[start of Supplied passage]

2020-08-11 Thread Akkana Peck
> > On 2020-08-11 02:20, Ganesh Pal wrote:
> > > How do I check if it the value was  (a) i.e string started and ended
> > > with a quote

Of course the original question was simple and there have been lots
of solutions given.

But I find this comes up periodically, and I'm always leery of using
something like line.replace("'", "").replace('"', '') because it
gets not only quote pairs, but things like "unmatched quotes'
or "it's a contraction".

I was thinking shlex had something like this, but it doesn't (it
can do the opposite, add quotation marks with appropriate escaping).
So I did a little playing around with re.sub.

At first I tried:
line = re.sub('"([^"]*)"', "\\1", line)
line = re.sub("'([^']*)'", "\\1", line)
which works for simple cases, but it can't detect apostrophes
properly, so it didn't work for one of my test strings,
"This one's apostrophe is in a more 'difficult' place."
(it sees the apostrophe as an open single quote, closes it
before difficult, leaving the one after difficult as an apostrophe).

Then I tried to use \b:
line = re.sub('\\b"([^"]*)"\\b', "\\1", line)
line = re.sub("\\b'([^']*)'\\b", "\\1", line)
but punctuation isn't considered part of a word, so it didn't work
right for strings like "some word."

[end of Supplied passage]
[start of Dataset]

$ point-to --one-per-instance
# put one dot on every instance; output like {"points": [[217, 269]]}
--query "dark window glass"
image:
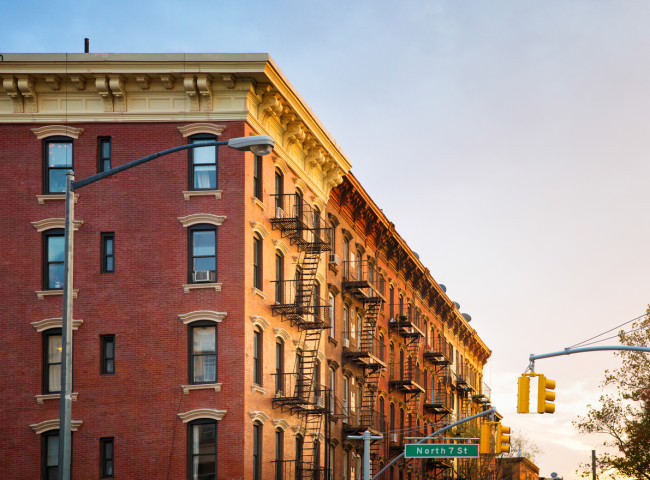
{"points": [[257, 263], [203, 253], [257, 451], [104, 154], [108, 354], [300, 441], [53, 256], [257, 177], [203, 164], [279, 454], [202, 450], [203, 352], [257, 357], [50, 455], [279, 190], [108, 252], [279, 366], [57, 160], [52, 348], [106, 455]]}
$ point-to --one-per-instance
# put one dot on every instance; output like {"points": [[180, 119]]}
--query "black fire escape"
{"points": [[298, 302], [366, 350]]}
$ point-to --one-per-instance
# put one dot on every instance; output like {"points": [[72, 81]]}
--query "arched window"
{"points": [[53, 256], [203, 253], [203, 352], [202, 449], [203, 163], [257, 262]]}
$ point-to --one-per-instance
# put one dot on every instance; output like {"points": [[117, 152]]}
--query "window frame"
{"points": [[101, 158], [258, 257], [191, 355], [258, 354], [47, 334], [257, 450], [104, 470], [202, 137], [45, 436], [47, 235], [190, 450], [202, 227], [257, 177], [105, 358], [46, 167], [105, 256]]}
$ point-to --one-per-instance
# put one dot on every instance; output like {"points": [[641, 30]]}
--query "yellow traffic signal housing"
{"points": [[486, 436], [503, 439], [523, 396], [545, 395]]}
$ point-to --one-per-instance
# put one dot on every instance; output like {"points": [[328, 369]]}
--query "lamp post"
{"points": [[258, 144]]}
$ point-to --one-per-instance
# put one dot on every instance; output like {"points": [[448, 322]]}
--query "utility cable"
{"points": [[610, 330]]}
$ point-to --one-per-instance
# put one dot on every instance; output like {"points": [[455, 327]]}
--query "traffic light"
{"points": [[545, 395], [503, 439], [486, 436], [523, 396]]}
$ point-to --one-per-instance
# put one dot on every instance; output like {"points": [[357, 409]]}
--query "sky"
{"points": [[507, 140]]}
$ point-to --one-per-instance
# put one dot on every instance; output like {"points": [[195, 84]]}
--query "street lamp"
{"points": [[258, 144]]}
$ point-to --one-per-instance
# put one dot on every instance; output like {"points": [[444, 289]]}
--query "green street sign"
{"points": [[433, 450]]}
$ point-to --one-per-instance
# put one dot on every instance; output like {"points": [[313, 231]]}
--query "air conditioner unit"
{"points": [[203, 276]]}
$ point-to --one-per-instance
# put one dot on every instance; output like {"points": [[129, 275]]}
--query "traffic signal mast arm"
{"points": [[570, 351]]}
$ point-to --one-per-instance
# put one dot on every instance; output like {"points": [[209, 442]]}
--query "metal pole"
{"points": [[65, 423], [437, 432], [593, 464]]}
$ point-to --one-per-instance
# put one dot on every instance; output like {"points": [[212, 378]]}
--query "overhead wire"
{"points": [[584, 342]]}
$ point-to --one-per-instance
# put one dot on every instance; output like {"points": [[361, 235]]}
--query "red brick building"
{"points": [[234, 316]]}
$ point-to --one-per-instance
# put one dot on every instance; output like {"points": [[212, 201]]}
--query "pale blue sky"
{"points": [[507, 140]]}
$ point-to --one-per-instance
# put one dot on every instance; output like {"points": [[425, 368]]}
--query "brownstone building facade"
{"points": [[234, 316]]}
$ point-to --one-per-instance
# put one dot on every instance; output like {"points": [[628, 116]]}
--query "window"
{"points": [[57, 160], [203, 352], [108, 252], [332, 387], [331, 315], [279, 191], [257, 177], [279, 454], [53, 255], [300, 441], [203, 164], [107, 345], [52, 348], [257, 451], [257, 356], [257, 262], [103, 154], [50, 455], [279, 366], [203, 253], [202, 450], [279, 277], [106, 457]]}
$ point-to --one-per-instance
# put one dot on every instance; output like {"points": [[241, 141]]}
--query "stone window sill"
{"points": [[187, 287], [201, 386]]}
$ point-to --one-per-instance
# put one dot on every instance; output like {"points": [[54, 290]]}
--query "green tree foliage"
{"points": [[624, 416]]}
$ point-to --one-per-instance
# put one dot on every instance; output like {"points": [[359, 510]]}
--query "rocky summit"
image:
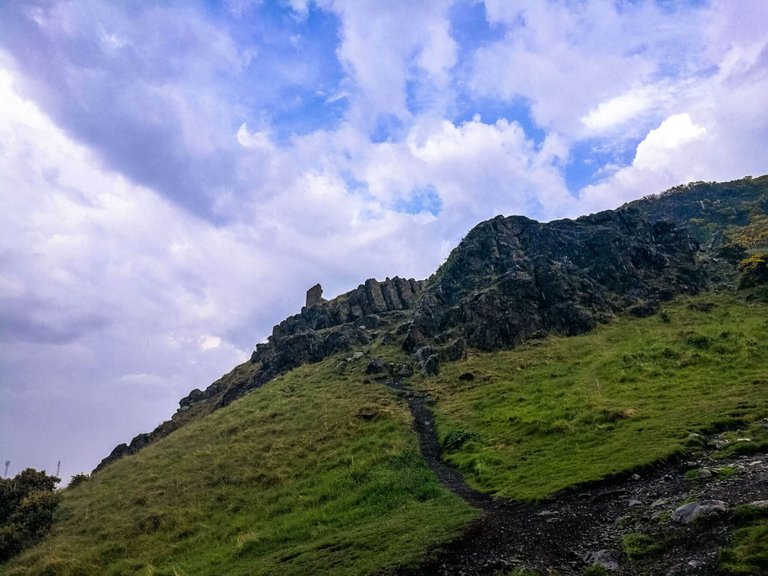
{"points": [[512, 279], [568, 398]]}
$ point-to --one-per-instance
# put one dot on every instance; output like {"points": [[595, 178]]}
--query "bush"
{"points": [[27, 504], [754, 271]]}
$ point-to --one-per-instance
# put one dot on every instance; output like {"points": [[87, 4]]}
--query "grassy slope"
{"points": [[572, 410], [288, 480]]}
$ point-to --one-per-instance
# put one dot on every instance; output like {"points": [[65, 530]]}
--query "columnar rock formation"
{"points": [[511, 279]]}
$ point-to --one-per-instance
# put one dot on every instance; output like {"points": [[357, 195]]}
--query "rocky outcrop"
{"points": [[514, 278], [321, 329], [371, 298]]}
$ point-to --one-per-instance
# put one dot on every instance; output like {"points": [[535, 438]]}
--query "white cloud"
{"points": [[385, 45], [656, 151], [618, 110]]}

[end of Dataset]

§ Request 1
Answer these questions about the post on stripping quotes from strings:
(a) What can shlex do, according to the writer?
(b) Which test string did the first pair of re.sub calls fail on?
(c) Why did the version using \b not work for strings like "some word."?
§ Request 2
Go on with the post on stripping quotes from strings, starting after its final sentence.
These records were taken from a separate source and have no connection to the text.

§ Output 1
(a) It can add quotation marks with appropriate escaping.
(b) "This one's apostrophe is in a more 'difficult' place."
(c) Punctuation isn't considered part of a word.

§ Output 2
I decided that really, the important thing was that the open quote
can't have an alphanumeric before it, and the end quote can't have
an alphanumeric after it:
line = re.sub('\W"([^"]*)"\W', "\\1", line)
line = re.sub("\W'([^']*)'\W", "\\1", line)
but no, that wasn't quite right since it didn't pick up quotes at
the beginning or end, and it loses some spaces too.

After some fiddling I ended up with
line = re.sub('(^|\W)"([^"]*)"(\W|$)', "\\1\\2\\3", line)
line = re.sub("(^|\W)'([^']*)'(\W|$)", "\\1\\2\\3", line)
which seems to work pretty well.

Any suggested improvements? I find this comes up now and then, so I'm
going to keep this around in my library for times when I need it,
and I'm sure there are cases I didn't think of. (And yes, I know
this is overkill for the original poster's question, but when I
need this I usually want something a little smarter.)

I've appended my test program below.

...Akkana

import re

s = '''Here are some strings.
"This string is quoted with double-quotes."
"Same, except this time the end quote is inside the period".
'This one is quoted with singles.'
"This has one of each and so shouldn't be changed.
"This has 'single quotes' inside double quotes, and it's got an apostrophe too."
"This one's apostrophe is in a more 'difficult' place."
'This has "double quotes" inside single quotes.'
'''

def remquotes(line):
"""Remove pairs of single and/or double quotes from the string passed in.
   Try to preserve things that aren't quotes, like parentheses.
"""
line = re.sub('(^|\W)"([^"]*)"(\W|$)', "\\1\\2\\3", line)
line = re.sub("(^|\W)'([^']*)'(\W|$)", "\\1\\2\\3", line)

return line

if __name__ == '__main__':
for line in s.split('\n'):
print(remquotes(line))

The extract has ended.